**TASK DIRECTIONS:**
Reproduce, unchanged, the part of the listing that opens with the line containing "For every <instance>" and closes with the line containing "279L539 447H795L791 327L732", including both of those lines.

**SUPPLIED INFORMATION:**
-- Opening Marker --
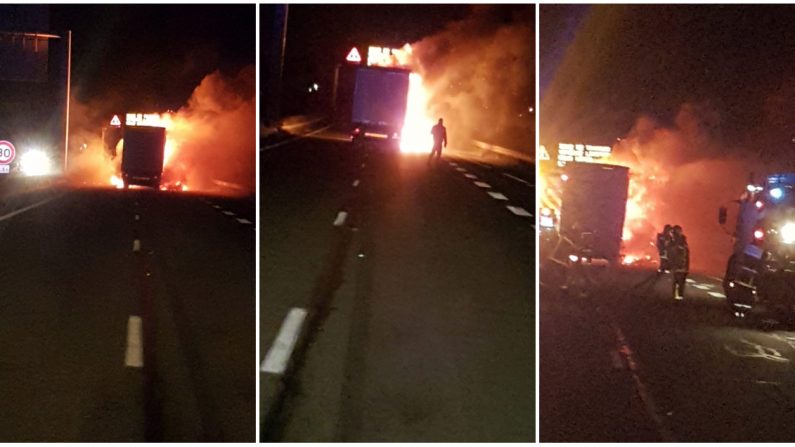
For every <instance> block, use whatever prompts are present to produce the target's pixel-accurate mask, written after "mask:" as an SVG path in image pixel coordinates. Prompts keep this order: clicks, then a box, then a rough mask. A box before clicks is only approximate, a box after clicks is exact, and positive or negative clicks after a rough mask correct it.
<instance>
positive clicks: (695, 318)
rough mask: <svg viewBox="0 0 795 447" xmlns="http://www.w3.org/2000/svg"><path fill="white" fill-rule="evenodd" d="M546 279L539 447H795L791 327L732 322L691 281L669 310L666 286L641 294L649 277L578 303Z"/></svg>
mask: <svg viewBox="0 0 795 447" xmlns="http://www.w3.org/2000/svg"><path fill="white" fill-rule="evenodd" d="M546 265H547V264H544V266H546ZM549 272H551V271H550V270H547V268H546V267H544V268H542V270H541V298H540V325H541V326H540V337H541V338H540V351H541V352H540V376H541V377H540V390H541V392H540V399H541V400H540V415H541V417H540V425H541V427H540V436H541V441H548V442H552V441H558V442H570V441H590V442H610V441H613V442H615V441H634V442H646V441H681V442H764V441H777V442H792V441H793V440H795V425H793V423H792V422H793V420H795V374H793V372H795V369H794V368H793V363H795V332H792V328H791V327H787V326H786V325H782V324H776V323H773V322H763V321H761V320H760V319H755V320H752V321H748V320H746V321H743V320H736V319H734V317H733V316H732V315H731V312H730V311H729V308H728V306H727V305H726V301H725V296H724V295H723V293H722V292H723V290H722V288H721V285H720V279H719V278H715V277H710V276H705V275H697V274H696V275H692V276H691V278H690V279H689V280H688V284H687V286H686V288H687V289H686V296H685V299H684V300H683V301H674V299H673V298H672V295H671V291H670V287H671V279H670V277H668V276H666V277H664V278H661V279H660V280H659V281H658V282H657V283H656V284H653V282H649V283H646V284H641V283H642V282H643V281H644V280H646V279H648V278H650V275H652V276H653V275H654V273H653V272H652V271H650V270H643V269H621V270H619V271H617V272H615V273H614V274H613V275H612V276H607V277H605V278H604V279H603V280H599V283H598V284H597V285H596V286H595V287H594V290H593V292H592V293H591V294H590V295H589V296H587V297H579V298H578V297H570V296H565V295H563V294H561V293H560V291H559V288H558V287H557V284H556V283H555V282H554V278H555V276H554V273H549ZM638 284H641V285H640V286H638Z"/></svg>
-- Closing Marker --
-- Opening Marker --
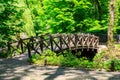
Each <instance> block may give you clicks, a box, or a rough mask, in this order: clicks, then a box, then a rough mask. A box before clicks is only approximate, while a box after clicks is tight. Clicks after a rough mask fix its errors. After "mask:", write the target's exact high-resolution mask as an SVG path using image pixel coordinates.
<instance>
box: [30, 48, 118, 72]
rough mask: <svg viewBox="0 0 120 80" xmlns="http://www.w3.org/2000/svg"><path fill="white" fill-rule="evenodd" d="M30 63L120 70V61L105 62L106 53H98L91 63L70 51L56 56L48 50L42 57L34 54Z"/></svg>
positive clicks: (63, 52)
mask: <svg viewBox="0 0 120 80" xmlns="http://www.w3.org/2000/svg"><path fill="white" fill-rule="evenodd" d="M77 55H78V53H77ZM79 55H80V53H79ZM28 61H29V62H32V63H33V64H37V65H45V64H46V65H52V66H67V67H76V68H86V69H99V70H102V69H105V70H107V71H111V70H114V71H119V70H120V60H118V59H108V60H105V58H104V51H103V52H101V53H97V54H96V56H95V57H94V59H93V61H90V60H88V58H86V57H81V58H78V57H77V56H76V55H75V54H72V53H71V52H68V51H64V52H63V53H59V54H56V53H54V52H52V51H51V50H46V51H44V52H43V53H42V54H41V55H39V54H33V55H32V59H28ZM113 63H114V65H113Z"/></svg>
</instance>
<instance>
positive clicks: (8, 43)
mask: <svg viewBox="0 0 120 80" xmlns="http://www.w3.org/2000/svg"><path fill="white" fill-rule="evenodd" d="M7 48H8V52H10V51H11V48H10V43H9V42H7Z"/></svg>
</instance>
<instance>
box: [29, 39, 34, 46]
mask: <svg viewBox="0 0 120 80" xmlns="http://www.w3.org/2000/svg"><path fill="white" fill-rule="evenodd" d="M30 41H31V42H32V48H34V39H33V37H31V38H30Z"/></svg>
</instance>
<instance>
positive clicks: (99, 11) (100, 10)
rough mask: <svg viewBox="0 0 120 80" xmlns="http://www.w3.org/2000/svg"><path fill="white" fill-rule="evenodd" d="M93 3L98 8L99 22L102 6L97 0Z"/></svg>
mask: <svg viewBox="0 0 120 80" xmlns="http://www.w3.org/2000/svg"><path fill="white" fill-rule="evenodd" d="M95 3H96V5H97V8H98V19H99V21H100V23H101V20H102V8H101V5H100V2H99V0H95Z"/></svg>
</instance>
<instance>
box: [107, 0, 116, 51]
-- Closing Marker --
-- Opening Marker --
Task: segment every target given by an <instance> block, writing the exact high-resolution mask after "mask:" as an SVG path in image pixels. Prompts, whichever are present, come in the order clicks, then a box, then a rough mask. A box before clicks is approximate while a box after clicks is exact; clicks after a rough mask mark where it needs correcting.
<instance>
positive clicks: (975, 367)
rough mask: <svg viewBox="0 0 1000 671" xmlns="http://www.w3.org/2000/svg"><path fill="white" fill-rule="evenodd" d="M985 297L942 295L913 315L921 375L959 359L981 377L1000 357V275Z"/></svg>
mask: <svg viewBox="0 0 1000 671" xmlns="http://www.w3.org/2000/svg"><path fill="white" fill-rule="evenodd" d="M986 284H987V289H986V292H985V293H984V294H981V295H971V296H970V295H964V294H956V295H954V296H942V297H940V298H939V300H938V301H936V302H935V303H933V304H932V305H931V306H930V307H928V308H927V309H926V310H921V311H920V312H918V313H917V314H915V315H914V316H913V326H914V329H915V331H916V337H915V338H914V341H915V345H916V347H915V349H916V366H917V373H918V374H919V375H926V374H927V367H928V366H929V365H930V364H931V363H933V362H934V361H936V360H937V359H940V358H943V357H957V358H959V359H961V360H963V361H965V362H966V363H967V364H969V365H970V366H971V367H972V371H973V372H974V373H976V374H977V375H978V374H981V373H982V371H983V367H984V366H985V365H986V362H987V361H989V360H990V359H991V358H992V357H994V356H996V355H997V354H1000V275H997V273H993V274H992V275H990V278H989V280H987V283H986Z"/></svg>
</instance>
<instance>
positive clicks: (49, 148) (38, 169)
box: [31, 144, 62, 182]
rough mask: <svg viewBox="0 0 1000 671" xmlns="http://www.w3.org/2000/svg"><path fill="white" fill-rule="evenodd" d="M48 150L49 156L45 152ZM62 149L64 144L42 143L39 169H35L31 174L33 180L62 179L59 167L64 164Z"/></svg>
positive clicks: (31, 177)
-- Closing Marker --
**REPLY:**
For every <instance> block, use whatever prompts are present to produce the target's pixel-accurate mask, written after "mask:" as an SVG path in image pixel coordinates. Prompts keep this order: clicks, then a box, then a rough mask. A box before clicks is only approximate, a box after clicks is exact, and positive or negative clicks after a rough mask correct it.
<instance>
positive clicks: (695, 318)
rough mask: <svg viewBox="0 0 795 447" xmlns="http://www.w3.org/2000/svg"><path fill="white" fill-rule="evenodd" d="M546 279L539 447H795L791 327L732 322L691 281L669 310L666 286L641 294L649 277L578 303Z"/></svg>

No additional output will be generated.